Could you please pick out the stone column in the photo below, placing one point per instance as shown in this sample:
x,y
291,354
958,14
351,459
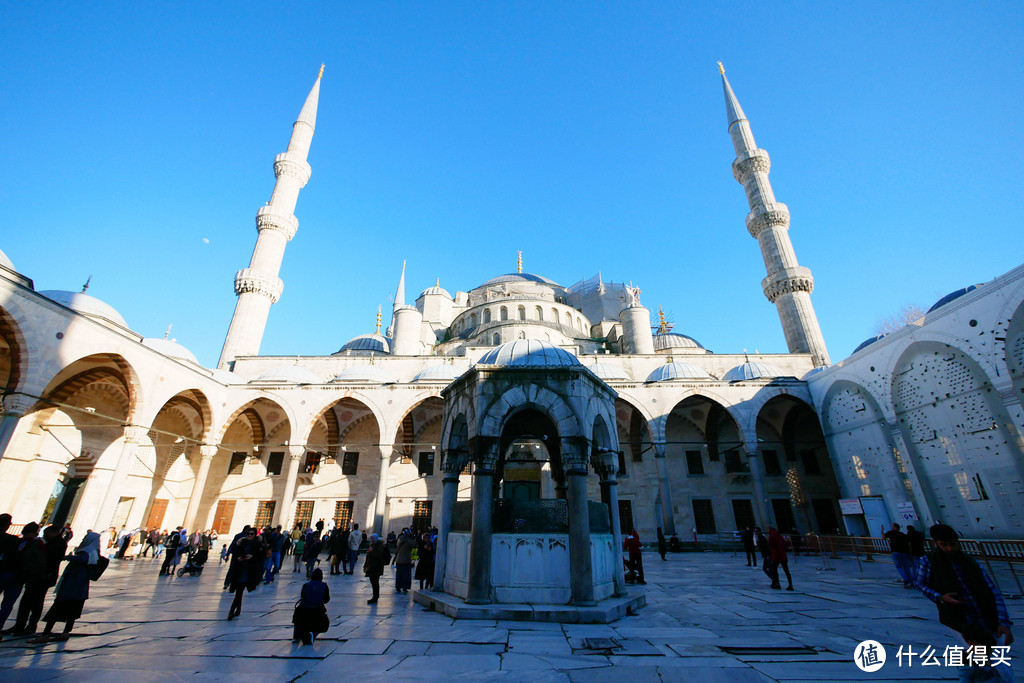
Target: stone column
x,y
668,518
133,435
285,514
609,496
450,493
479,542
206,454
14,407
380,509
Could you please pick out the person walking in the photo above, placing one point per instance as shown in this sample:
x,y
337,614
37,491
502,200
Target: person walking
x,y
776,545
378,557
310,616
73,590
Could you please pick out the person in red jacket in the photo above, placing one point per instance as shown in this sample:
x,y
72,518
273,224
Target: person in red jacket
x,y
776,545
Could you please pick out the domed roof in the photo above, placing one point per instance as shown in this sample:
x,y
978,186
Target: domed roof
x,y
528,352
441,372
169,348
365,373
375,342
677,371
752,370
952,295
606,371
519,278
674,340
293,374
85,304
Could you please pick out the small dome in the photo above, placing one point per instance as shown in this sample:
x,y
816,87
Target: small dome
x,y
677,371
291,374
441,372
752,370
85,304
169,348
365,373
668,340
952,295
528,352
606,371
375,343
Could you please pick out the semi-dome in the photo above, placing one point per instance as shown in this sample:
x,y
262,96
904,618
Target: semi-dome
x,y
528,352
677,371
376,343
85,304
365,373
291,374
441,372
170,348
671,340
752,370
951,296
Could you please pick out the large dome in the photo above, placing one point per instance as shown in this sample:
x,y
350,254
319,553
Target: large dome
x,y
528,352
85,304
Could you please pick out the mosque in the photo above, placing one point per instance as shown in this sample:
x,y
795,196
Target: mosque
x,y
521,388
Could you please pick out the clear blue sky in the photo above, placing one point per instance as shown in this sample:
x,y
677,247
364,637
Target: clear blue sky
x,y
139,140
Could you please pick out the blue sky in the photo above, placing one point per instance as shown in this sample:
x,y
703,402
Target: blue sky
x,y
139,143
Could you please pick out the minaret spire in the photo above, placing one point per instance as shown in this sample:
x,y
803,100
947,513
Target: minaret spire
x,y
258,286
788,285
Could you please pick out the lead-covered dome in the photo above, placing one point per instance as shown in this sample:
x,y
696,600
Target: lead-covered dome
x,y
528,352
677,371
85,304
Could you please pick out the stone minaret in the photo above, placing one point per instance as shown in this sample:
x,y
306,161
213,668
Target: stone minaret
x,y
258,286
788,285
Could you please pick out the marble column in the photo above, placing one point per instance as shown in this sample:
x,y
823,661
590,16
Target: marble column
x,y
133,435
668,518
206,454
450,493
285,514
14,408
479,542
380,508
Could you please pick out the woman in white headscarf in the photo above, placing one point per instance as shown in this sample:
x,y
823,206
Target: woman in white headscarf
x,y
73,590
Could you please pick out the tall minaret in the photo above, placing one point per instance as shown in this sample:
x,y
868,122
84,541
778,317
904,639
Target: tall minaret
x,y
788,285
258,286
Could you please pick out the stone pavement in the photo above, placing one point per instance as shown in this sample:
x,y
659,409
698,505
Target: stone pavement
x,y
709,617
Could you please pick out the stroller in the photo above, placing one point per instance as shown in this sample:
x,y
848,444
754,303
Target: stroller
x,y
194,565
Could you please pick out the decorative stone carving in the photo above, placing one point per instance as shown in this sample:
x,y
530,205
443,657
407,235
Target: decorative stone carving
x,y
249,281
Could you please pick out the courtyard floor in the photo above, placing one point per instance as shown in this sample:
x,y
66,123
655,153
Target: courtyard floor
x,y
709,617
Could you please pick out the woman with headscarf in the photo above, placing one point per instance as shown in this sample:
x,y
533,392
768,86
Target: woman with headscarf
x,y
73,590
310,617
378,557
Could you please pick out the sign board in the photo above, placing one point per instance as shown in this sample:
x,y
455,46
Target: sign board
x,y
905,512
850,506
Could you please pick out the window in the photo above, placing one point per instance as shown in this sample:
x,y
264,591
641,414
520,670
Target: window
x,y
426,464
772,468
311,465
694,463
238,462
421,515
704,516
343,513
274,463
303,514
264,513
811,465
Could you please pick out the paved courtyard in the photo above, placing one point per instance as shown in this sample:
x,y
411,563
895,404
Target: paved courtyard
x,y
709,617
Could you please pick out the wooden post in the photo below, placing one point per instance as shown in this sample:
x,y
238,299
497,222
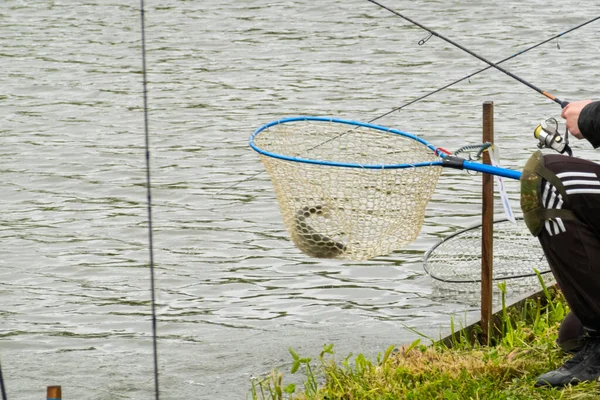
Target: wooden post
x,y
487,227
53,393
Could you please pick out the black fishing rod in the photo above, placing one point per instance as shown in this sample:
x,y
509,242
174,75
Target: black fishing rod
x,y
449,85
484,69
563,104
149,200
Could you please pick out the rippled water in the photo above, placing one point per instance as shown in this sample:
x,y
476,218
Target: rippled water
x,y
233,292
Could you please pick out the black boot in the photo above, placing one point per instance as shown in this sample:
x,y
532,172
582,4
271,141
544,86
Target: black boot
x,y
584,366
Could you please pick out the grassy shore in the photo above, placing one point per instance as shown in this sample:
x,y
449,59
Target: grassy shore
x,y
522,347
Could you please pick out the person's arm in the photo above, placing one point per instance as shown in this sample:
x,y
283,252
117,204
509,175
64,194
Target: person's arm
x,y
583,120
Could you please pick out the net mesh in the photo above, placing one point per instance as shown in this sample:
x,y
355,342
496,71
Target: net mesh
x,y
343,212
516,254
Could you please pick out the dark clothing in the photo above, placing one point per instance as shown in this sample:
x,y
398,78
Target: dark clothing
x,y
589,123
572,246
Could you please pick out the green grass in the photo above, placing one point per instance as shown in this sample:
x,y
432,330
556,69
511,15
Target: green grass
x,y
521,348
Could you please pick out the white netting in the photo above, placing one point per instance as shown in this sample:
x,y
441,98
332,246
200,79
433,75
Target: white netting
x,y
516,254
344,212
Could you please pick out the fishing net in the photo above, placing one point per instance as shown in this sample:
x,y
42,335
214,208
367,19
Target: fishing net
x,y
516,255
346,189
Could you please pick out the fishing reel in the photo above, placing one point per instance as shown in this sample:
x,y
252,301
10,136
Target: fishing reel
x,y
550,138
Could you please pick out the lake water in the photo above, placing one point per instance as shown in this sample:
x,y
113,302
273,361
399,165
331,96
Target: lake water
x,y
233,292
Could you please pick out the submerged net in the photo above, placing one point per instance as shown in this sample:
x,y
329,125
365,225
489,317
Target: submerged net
x,y
516,255
339,193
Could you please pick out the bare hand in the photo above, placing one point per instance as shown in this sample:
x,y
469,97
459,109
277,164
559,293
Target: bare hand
x,y
571,114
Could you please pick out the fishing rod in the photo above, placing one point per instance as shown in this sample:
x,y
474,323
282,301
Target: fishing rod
x,y
563,104
149,200
448,85
484,69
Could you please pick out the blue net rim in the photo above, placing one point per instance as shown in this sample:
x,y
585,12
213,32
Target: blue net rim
x,y
339,164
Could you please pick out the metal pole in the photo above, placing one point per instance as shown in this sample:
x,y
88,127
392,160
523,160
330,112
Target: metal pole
x,y
487,227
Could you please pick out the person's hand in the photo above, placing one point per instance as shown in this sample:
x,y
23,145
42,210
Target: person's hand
x,y
571,114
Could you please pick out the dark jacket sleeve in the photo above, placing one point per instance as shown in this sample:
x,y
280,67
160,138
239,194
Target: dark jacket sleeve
x,y
589,123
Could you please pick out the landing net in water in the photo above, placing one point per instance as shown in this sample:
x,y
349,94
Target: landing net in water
x,y
345,189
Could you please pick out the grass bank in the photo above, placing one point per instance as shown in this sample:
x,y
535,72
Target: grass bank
x,y
458,368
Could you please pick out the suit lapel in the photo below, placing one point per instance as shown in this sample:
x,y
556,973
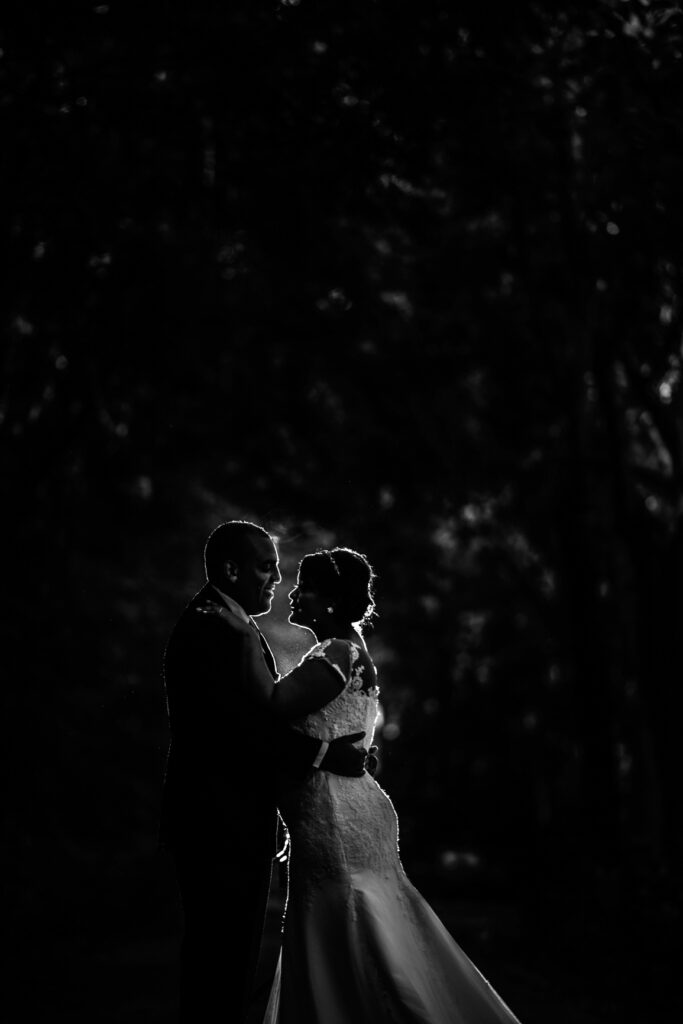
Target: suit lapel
x,y
214,594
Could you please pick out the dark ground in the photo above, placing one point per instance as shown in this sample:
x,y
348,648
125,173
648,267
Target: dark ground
x,y
115,960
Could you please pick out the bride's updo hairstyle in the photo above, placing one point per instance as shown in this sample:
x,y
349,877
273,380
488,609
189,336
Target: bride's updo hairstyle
x,y
346,579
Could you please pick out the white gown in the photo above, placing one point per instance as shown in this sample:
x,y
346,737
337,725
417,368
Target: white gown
x,y
360,944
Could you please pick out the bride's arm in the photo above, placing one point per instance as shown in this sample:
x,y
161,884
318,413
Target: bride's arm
x,y
310,685
306,688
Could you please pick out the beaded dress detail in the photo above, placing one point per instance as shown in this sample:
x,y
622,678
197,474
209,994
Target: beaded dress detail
x,y
360,944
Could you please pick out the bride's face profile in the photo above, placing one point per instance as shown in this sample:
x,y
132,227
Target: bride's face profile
x,y
307,604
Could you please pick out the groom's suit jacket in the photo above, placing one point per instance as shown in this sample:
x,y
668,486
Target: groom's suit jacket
x,y
226,751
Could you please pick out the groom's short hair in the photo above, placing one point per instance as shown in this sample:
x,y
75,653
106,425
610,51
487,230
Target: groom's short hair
x,y
229,541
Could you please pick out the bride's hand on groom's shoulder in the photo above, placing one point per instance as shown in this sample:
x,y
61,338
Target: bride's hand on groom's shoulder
x,y
235,620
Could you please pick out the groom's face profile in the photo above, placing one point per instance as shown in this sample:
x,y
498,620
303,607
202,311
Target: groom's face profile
x,y
258,574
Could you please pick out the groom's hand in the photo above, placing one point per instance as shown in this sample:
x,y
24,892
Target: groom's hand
x,y
342,758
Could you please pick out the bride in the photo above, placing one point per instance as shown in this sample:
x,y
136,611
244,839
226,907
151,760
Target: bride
x,y
360,944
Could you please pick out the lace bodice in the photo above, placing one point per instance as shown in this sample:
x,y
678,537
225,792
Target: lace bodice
x,y
355,709
341,824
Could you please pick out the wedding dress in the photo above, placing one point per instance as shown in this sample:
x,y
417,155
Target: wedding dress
x,y
360,944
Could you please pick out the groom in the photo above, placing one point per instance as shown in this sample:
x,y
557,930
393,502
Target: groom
x,y
219,817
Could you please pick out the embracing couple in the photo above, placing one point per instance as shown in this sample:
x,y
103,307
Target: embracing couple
x,y
359,942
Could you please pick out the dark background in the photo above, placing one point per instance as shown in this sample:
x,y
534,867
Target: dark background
x,y
402,278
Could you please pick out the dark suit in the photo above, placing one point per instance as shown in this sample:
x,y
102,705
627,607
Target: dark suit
x,y
219,816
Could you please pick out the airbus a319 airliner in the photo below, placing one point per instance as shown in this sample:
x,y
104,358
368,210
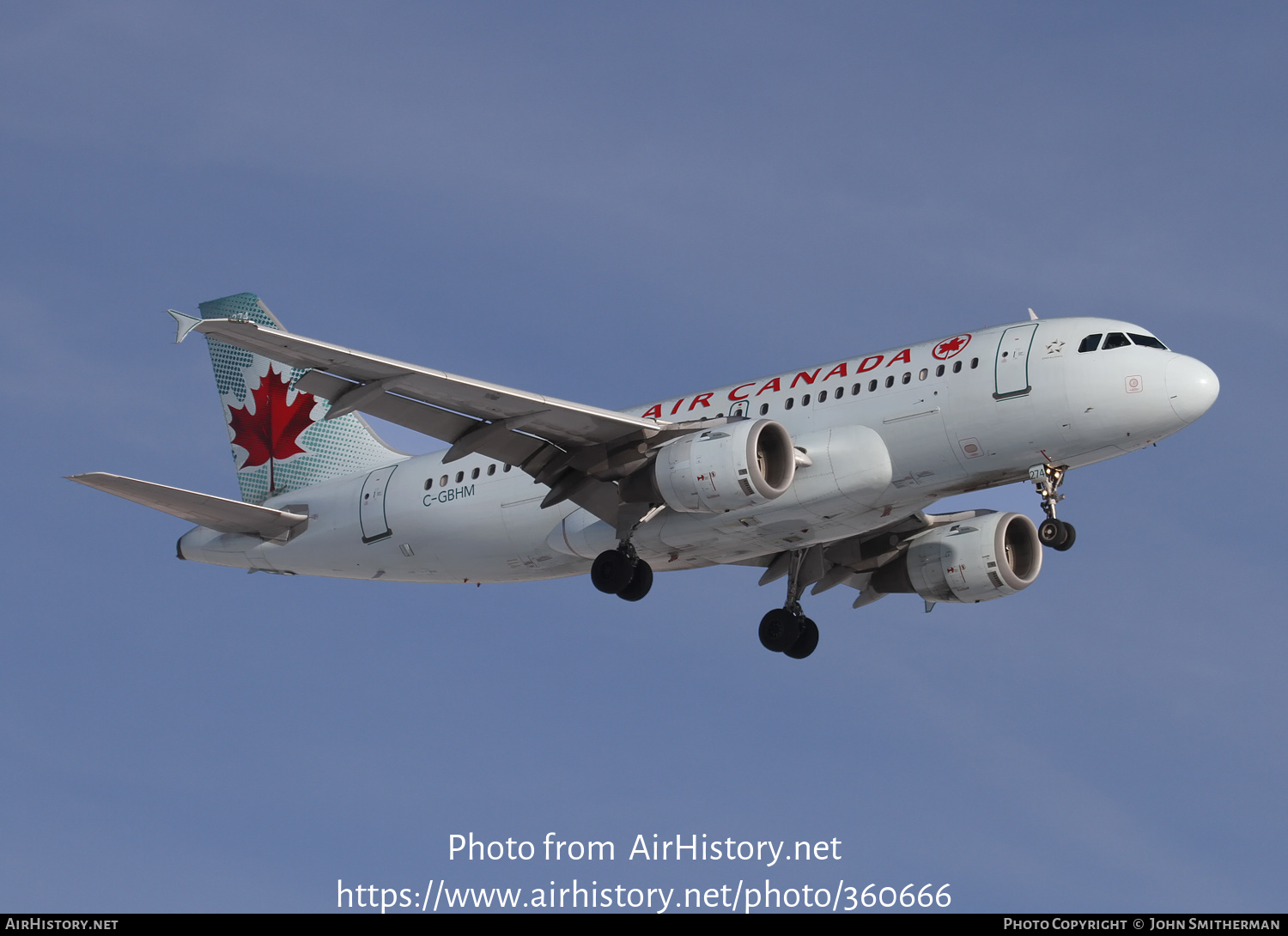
------------------------------------------------------------------------
■ **PROBLEM STATEMENT**
Copy task for the entries above: every line with the string "below".

■ **TASK RESPONSE**
Could you please pick out the stone column in the photo below, placing one point per instance as shown in this sample:
Could you please pick out the wooden post in the photo below, placing one point per instance as shown in this sample:
Could you please pick out the suit lapel in the photo below, placing one point per instance as shown in this sample:
Could you please pick out the airbus a319 airliner in the photo below, placing one point per instance as shown in this sample:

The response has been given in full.